### Requirements
Write out the whole listing, matching it exactly.

======

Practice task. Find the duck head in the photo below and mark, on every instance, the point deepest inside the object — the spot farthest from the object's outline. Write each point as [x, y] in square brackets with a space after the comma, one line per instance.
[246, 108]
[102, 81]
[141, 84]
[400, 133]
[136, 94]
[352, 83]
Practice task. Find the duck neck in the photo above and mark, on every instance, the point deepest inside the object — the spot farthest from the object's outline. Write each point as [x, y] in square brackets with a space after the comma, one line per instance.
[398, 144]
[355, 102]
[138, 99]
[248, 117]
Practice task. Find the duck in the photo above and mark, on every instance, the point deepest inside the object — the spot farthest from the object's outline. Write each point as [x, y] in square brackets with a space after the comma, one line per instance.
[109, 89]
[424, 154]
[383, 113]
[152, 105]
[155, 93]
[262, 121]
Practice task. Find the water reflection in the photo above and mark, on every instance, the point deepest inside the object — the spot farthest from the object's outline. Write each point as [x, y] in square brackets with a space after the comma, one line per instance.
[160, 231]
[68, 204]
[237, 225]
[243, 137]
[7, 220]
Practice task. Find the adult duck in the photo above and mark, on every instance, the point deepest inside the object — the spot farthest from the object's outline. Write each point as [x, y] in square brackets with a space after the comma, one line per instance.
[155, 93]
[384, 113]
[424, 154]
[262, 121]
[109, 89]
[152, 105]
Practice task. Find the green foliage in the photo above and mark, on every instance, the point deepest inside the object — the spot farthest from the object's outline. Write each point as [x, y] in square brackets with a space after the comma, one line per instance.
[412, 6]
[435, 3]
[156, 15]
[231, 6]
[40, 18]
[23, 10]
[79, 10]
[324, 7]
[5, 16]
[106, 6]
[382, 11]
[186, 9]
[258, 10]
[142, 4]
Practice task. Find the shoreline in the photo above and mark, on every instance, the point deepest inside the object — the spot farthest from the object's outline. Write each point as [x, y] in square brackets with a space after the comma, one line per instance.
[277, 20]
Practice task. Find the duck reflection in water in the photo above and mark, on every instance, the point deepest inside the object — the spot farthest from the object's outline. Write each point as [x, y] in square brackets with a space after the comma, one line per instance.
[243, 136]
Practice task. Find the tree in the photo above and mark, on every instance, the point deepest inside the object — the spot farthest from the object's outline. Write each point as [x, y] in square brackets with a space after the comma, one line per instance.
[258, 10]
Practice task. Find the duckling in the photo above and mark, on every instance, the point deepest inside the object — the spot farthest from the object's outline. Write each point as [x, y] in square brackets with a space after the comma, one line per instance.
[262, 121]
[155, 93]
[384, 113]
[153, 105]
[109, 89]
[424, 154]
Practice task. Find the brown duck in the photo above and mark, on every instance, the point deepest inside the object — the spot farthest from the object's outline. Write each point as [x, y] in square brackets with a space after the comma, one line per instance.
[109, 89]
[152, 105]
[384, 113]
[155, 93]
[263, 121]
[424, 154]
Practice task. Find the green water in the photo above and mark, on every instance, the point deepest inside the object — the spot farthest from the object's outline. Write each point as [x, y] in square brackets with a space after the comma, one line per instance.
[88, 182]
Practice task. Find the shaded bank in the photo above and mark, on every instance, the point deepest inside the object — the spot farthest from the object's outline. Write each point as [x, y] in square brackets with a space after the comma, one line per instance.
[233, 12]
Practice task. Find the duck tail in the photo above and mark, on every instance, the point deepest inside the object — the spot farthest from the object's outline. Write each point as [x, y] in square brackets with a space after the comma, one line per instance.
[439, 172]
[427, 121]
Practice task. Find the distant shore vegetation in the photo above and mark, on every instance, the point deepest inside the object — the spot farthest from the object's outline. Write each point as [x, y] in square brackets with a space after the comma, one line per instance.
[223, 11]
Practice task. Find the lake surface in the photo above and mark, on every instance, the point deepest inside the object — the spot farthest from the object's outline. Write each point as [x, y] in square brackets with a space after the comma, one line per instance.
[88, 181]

======

### Solved exercise
Practice task. Find the duck head in the photo below and mark, on every instance, the point deepest inside the object — the spot farthest from the object's outline. Write each point as [x, y] in square brackets with a space after the comma, one line per instance.
[246, 108]
[102, 81]
[141, 84]
[400, 133]
[136, 94]
[352, 83]
Practice task. Find the duck neck in the photo above and mark, on every instance, the point deepest inside the object — the spot farthest from the object's outline. Write each point as [x, y] in square brackets with a space after the comma, one line per instance.
[398, 144]
[355, 102]
[138, 99]
[248, 117]
Practice task. Find the duck in the photo above and mark, on every instance, the point deepest inside the object — the spot farthest from the object's outline. Write each point as [x, y] in square brackets with a space after the comma, one line per instance.
[109, 89]
[424, 154]
[383, 113]
[152, 105]
[155, 93]
[262, 121]
Practice task. Find the water reflection in the photo above and mark, on every instance, the point deepest inside the object — the spot farthest from the object's outline. Write each point as [x, y] in square brackets with a space after the comma, one line per instance.
[160, 231]
[68, 204]
[237, 225]
[243, 137]
[7, 220]
Practice task. Find the adult duck in the photo above and mark, on every instance, the point deepest inside the object — the spot farthest from the object's outline. Write each point as [x, y] in square brackets with a space after the comma, one line per instance.
[155, 93]
[384, 113]
[424, 154]
[262, 121]
[109, 89]
[152, 105]
Practice task. Find the green foliage in the photo above and mark, on every instance, the point deepest inside the object — the spot farthest from the object's outline. Write each point as [x, y] in square brackets with a space after the comma, one line per instance.
[412, 6]
[435, 3]
[156, 15]
[231, 6]
[40, 18]
[23, 10]
[79, 10]
[324, 7]
[5, 16]
[106, 6]
[382, 11]
[186, 9]
[258, 10]
[142, 4]
Practice task. Find the shoreline in the photo above and mark, on every instance, the point deepest inside the object — the spot farthest from the object's outline. Write each point as [x, y] in square brackets with a space after the comma, one line per instance.
[277, 20]
Practice task. Find the duck reflection in water in the photo above and mark, on every instance, the point deepest inside the object — the spot farthest from the object's outline. Write each point as [x, y] in square brackets with a space after the comma, one line per instance.
[243, 136]
Practice task. Find the tree in the photo above and mark, on every instance, the point deepest inside the object — the spot farthest from the object's outline. Write each point as [x, y] in square brackets with a space after the comma, one line per instance.
[258, 10]
Practice task. Find the duckling in the photo above and mark, on every instance, the point deepest inside the object — the spot farthest from the object's outline. Write each point as [x, y] in square brackets with a space after the comma, one line per instance.
[262, 121]
[155, 93]
[384, 113]
[153, 105]
[109, 89]
[424, 154]
Practice task. Find the brown duck in the photo above and mark, on every instance, the point deepest inside the object — the spot farthest from the object's outline. Write each point as [x, y] in square brackets with a space after the comma, one line per instance.
[109, 89]
[152, 105]
[384, 113]
[155, 93]
[263, 121]
[424, 154]
Practice task. Find the green water in the photo above and mark, on every instance, the point deepest inside the object — the spot farthest from the object's outline. Write each point as [x, y] in square brackets with a space after the comma, one line per instance.
[88, 182]
Practice task. Find the shaded bank in the photo above and mark, on every instance, the point deepest inside the object — the spot farthest from the object's outline. Write each point as [x, y] in square brackets with a space after the comma, one line per instance.
[233, 12]
Practice task. Find the duck tail in the photo above and mark, on every instance, the point deepest inside the object — the spot farthest from the object's outline. Write each point as [x, y] in square brackets with a space after the comma, one line per instance.
[439, 172]
[427, 121]
Practice task. Find the distant shore vegetation in the photo above and mark, on every instance, the point deepest inside the object — the spot farthest from the object's outline. Write each point as [x, y] in square brackets with a space after the comma, one line per instance.
[223, 11]
Practice task. Find the lake surface in the photo above and mark, on every instance, the point deepest inside the object — the spot farthest from the object's outline. Write each point as [x, y] in square brackets with a space after the comma, one line per instance.
[88, 181]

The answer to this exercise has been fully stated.